**SOURCE TEXT**
══════════════════════════════

Huh? A year ago I seriously was hoping, even expecting, that the pandemic would be over by now. I even predicted that Norwalk would celebrate its end. (See here.) Well, that didn’t happen. The predictions business is not an easy one. Indeed, my success rate with the 2021 Predictions was pretty bad – I can claim only two clean wins from last year:
#1: This sign now hangs from a home on Rowayton Avenue:
And #5: “Columbus Magnet School” was renamed “Concord Magnet School” by Norwalk’s Board of Education on November 16 (but it’s still “CMS”!).
That makes for 20% – pretty bad, especially compared to my 40% ‘win’ rate in each of the two prior years.
So, here are 10 new predictions for 2022 for our town:
- Tau variant of the Corona virus wreaks havoc on the nation and the world. Despite high vaccination rates, neither Connecticut nor Norwalk is spared. People are encouraged by public health authorities to get a 3rd booster shot of Covid vaccine (a fourth if first was J&J, or fifth shot for those who are counting) – referred to affectionately as the “throoster”.
- Mayor Rilling appoints a replacement to fill the Police Commission seat vacated when Kelly Straniti moved away from Norwalk last summer.
- Snowfall in Norwalk does not exceed 14 inches for the entire year.
- The Norwalk Historical Society receives an award and national recognition for the Exhibitions recently installed at Mill Hill Historic Park.
- Norwalk real estate broker Jason Milligan and the city’s Redevelopment Agency agree on something.
- Options for the Equity And Justice For All Commission, originally announced by Mayor Rilling in June of 2020, will be studied further by City officials.

══════════════════════════════

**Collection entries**
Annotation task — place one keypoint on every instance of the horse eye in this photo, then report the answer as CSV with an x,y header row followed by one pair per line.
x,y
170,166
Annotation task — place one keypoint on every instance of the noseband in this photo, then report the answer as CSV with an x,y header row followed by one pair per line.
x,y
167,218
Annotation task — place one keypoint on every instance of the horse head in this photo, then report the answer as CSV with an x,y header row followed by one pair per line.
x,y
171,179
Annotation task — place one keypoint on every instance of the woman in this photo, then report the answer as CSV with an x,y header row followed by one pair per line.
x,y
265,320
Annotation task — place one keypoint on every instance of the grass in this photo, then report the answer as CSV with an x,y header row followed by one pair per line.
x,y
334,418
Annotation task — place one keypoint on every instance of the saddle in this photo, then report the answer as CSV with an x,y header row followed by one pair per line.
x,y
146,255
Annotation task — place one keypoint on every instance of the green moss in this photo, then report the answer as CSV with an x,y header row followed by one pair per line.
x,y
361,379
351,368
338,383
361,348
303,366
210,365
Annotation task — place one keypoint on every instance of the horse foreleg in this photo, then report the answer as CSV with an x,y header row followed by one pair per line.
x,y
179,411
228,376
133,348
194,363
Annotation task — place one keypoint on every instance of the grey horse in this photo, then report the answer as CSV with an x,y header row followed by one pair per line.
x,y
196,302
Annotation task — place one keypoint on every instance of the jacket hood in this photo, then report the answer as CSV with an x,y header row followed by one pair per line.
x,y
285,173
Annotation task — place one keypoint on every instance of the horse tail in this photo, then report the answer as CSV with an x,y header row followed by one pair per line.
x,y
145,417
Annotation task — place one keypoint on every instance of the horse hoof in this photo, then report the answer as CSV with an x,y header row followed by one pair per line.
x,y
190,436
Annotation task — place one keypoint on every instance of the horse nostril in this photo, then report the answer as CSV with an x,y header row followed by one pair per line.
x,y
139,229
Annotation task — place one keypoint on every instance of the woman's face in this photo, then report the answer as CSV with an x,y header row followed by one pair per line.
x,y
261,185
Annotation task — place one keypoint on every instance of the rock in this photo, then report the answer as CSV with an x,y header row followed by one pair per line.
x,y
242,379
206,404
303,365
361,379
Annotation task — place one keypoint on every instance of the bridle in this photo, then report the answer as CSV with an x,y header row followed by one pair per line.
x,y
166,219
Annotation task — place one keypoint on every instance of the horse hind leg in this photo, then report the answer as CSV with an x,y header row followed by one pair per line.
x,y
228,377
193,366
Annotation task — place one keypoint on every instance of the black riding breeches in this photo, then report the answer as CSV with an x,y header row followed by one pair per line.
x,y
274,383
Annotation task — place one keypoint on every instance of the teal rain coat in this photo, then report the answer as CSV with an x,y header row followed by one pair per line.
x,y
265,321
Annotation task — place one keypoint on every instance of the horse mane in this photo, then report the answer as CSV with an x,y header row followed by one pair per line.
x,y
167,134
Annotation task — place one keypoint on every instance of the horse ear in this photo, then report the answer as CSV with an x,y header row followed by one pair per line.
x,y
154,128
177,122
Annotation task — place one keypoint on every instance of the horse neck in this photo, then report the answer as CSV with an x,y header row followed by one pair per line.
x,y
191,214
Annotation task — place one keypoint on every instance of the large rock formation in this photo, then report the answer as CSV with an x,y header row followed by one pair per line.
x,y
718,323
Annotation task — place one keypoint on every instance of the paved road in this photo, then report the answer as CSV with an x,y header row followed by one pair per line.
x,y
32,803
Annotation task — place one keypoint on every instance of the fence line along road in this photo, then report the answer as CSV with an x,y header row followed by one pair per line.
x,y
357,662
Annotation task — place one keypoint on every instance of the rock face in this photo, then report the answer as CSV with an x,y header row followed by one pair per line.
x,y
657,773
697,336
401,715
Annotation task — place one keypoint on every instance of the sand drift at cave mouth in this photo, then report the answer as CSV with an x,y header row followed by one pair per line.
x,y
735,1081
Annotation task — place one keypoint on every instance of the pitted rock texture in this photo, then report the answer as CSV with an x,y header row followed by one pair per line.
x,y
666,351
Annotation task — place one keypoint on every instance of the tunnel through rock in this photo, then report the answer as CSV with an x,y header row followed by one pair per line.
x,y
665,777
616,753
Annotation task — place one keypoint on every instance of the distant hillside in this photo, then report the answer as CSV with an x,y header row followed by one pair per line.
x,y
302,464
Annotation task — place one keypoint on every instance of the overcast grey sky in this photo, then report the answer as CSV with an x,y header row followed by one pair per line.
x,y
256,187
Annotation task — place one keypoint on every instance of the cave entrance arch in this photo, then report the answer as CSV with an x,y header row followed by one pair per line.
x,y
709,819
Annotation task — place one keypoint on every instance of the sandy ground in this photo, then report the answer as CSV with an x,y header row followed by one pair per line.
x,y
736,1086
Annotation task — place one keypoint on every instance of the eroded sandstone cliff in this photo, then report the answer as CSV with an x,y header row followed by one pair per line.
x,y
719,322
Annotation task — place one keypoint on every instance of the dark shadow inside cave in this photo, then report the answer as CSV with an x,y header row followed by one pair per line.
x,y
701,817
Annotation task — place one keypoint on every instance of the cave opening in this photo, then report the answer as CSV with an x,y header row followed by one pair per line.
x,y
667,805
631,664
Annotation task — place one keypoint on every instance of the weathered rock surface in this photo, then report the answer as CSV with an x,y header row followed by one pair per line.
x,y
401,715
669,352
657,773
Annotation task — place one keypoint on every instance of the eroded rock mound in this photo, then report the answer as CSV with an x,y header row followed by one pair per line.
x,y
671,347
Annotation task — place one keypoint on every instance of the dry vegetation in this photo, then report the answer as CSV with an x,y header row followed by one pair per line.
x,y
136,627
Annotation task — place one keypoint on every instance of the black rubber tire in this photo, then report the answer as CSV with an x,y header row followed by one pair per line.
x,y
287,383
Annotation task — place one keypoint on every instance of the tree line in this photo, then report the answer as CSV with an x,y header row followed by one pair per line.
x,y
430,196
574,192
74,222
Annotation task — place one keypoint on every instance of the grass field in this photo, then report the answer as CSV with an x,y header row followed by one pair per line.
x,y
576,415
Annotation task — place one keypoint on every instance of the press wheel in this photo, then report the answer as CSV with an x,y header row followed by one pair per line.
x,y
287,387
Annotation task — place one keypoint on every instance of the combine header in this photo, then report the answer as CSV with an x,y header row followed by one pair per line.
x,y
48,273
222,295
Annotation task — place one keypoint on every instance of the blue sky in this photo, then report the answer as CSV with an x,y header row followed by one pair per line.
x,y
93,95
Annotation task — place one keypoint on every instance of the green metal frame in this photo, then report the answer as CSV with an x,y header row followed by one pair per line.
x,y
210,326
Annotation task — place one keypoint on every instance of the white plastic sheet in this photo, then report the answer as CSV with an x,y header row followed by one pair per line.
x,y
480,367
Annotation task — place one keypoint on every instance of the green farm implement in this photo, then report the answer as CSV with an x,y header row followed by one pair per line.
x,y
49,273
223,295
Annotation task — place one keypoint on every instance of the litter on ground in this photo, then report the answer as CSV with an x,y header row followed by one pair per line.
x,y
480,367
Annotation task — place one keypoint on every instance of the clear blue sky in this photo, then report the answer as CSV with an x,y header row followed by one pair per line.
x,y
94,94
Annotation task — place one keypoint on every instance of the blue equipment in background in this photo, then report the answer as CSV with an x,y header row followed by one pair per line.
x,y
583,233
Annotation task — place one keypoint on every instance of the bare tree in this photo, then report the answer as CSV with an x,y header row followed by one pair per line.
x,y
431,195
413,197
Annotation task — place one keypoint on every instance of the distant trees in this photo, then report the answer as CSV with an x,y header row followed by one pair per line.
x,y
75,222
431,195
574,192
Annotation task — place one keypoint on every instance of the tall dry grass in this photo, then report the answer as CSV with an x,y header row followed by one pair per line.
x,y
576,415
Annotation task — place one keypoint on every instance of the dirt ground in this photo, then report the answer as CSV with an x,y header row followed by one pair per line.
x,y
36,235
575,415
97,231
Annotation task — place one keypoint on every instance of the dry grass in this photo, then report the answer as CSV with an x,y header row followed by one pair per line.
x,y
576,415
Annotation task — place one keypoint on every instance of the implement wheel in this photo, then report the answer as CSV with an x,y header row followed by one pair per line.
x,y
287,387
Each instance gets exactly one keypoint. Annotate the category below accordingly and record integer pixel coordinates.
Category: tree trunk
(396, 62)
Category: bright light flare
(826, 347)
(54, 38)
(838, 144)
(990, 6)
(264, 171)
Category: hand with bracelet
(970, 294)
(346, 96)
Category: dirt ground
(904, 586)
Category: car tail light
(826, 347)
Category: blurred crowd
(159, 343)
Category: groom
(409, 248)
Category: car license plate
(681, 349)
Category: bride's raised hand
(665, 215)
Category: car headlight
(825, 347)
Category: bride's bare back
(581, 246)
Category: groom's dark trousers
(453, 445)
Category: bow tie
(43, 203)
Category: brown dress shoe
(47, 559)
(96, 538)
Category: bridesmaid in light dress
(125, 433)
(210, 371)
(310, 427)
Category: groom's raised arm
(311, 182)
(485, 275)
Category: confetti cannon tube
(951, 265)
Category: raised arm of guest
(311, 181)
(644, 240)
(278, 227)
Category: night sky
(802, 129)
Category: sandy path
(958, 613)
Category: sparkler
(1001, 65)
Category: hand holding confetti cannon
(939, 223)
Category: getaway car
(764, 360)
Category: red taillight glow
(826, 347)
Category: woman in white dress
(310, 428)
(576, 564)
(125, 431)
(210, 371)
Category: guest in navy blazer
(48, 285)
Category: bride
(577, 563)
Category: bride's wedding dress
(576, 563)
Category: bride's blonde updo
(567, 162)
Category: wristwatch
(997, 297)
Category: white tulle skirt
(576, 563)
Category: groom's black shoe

══════════════════════════════

**TASK 1**
Reproduce the part of the Norwalk predictions post starting at "So, here are" and ending at "agree on something.".
**TASK 2**
Name every person the Norwalk predictions post identifies by name.
**TASK 3**
Pick up the Norwalk predictions post where it stops and keep writing it.
The data is material separate from the Norwalk predictions post.

**RESPONSE BOX 1**
So, here are 10 new predictions for 2022 for our town:
- Tau variant of the Corona virus wreaks havoc on the nation and the world. Despite high vaccination rates, neither Connecticut nor Norwalk is spared. People are encouraged by public health authorities to get a 3rd booster shot of Covid vaccine (a fourth if first was J&J, or fifth shot for those who are counting) – referred to affectionately as the “throoster”.
- Mayor Rilling appoints a replacement to fill the Police Commission seat vacated when Kelly Straniti moved away from Norwalk last summer.
- Snowfall in Norwalk does not exceed 14 inches for the entire year.
- The Norwalk Historical Society receives an award and national recognition for the Exhibitions recently installed at Mill Hill Historic Park.
- Norwalk real estate broker Jason Milligan and the city’s Redevelopment Agency agree on something.

**RESPONSE BOX 2**
Mayor Rilling, Kelly Straniti, Jason Milligan

**RESPONSE BOX 3**
- Heritage Wall gets a replacement for the Columbus Statue removed in July 2020 and subsequently installed at St. Ann’s Club three months later.
- Construction begins for both The Guru Tegh Bahadur Ji Foundation Sikh religious center on Richards Avenue and for the new Cranbury Elementary School building on Knowalot Lane.
- More than a year before the 2023 Mayoral election, Harry Rilling announces that he will not seek a sixth term, giving Norwalk’s Democrats sufficient time to pick a candidate.
- Regulations will be modified by City authorities to allow dogs on a leash into Irving Freese Park on Main Street—currently dogs are not allowed. The Park is named for five term mayor Irving C. Freese who was elected to his first two terms in 1947 and 1949 running as the Socialist Party candidate and to the next three terms as the Independent Party candidate. Gentle reminder: the fortunes of any given political party in Norwalk are not set in stone and are subject to significant change over time, although I make no prediction for changes in 2022.